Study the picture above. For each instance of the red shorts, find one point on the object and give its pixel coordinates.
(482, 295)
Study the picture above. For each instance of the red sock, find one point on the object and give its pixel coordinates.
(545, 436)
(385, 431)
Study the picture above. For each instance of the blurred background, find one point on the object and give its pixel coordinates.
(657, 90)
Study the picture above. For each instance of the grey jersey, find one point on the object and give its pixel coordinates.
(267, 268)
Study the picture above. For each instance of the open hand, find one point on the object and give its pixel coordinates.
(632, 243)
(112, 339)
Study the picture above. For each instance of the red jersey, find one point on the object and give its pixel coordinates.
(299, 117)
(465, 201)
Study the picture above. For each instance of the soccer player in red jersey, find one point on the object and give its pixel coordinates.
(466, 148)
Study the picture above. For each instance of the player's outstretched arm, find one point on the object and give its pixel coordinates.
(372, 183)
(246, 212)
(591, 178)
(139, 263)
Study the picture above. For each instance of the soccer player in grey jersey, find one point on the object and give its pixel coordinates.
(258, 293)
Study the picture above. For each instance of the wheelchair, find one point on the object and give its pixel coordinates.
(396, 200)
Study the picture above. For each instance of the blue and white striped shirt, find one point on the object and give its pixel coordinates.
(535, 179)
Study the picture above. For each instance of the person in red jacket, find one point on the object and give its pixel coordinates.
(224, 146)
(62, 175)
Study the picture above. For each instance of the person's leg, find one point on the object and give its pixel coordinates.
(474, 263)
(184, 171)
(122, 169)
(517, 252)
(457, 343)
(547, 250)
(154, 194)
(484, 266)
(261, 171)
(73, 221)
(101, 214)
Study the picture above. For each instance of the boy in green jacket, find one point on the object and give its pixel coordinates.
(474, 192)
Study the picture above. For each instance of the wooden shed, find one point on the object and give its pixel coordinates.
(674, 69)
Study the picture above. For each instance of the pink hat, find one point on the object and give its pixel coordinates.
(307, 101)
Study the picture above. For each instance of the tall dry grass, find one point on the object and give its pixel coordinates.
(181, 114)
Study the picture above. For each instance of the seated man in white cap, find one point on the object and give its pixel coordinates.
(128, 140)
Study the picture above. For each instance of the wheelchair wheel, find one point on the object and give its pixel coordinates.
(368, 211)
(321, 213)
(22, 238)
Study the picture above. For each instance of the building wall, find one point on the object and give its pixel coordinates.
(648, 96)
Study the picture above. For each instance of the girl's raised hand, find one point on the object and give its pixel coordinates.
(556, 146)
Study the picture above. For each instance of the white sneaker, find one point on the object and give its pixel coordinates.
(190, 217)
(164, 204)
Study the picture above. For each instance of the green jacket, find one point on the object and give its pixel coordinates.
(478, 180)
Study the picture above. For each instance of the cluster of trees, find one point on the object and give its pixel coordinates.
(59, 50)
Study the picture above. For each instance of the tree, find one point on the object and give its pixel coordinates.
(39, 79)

────────────────

TASK TO CARRY OUT:
Reprint the listing above. Keep every line exactly as it is.

SOLUTION FOR THIS EXERCISE:
Study the picture above. For each instance of the red shorts, find one point on the object and give its pixel coordinates.
(482, 295)
Study the picture above. For each instance of the red sock, find one point on the object and give its pixel coordinates.
(545, 436)
(385, 431)
Study the picture above. For each instance of the blurred background, find one point on the object and give its pixel coordinates.
(657, 90)
Study the picture above. For each instance of the grey jersey, find one point on the object and give its pixel coordinates.
(267, 268)
Study the picture above. For each instance of the open hand, find one point on the object and give its pixel coordinates.
(632, 243)
(112, 339)
Study the picture above. For each instance of the red jersey, find one point on the object and give its pixel coordinates.
(299, 117)
(465, 201)
Study the picture above. For each instance of the soccer player in red jersey, find one point on the object and give its pixel coordinates.
(466, 148)
Study the picture above. For each instance of the player's outstretched arm, find one point on the object and give its pixel coordinates.
(372, 183)
(246, 212)
(591, 178)
(139, 263)
Study the picture above. For each instance of the soccer player in grey jersey, find one point on the object and give its pixel coordinates.
(258, 293)
Study the picture above. For each instance of the wheelchair, find one point on the object and give its pixel coordinates.
(396, 200)
Study the picture above. For each instance of the blue and white striped shirt, find one point on the object and give its pixel coordinates.
(535, 179)
Study the picture above. For each instance of the person in red jacket, find one point on the object and give its pixel coordinates.
(224, 146)
(62, 175)
Study the picture above. For each instance of the person's leg, find one point on the object and give its pixel coordinates.
(474, 263)
(184, 171)
(122, 169)
(517, 252)
(457, 343)
(547, 250)
(154, 194)
(484, 266)
(261, 171)
(73, 221)
(101, 214)
Study the picture above. For each instance of the boy in green jacket, find one point on the object and give its pixel coordinates.
(474, 192)
Study the picture above. For each instance of the wooden shed, find one point on the object and give its pixel coordinates.
(674, 69)
Study the picture above. For each instance of the pink hat, find one point on the object and give its pixel coordinates.
(307, 101)
Study the picture above. For each instance of the tall dry grass, find one point on the object and give its pixel coordinates.
(181, 114)
Study the picture above. For each instance of the seated man in white cap, find one point on the object and give its pixel coordinates.
(128, 140)
Study the picture above. For each instance of the wheelchair wheel, find one point on the object and give its pixel coordinates.
(368, 211)
(321, 213)
(22, 238)
Study the picture above. For each instance of the building wall, find one point on the object and give its pixel coordinates.
(648, 96)
Study the picture above. For each instance of the girl's raised hand, find one point on the object and give its pixel coordinates.
(556, 146)
Study the picture above. For each instance of the white sneaker, find one point on the object and give its pixel coordinates.
(190, 217)
(164, 204)
Study the picture above. For each instance of the green jacket, find one point on the object and give its pixel coordinates.
(478, 180)
Study the picture above. For each instance of the cluster of trees, find one point on the object and give its pixel coordinates.
(59, 50)
Study the picture above. For each instance of the tree, find one point on the object and give its pixel coordinates.
(39, 79)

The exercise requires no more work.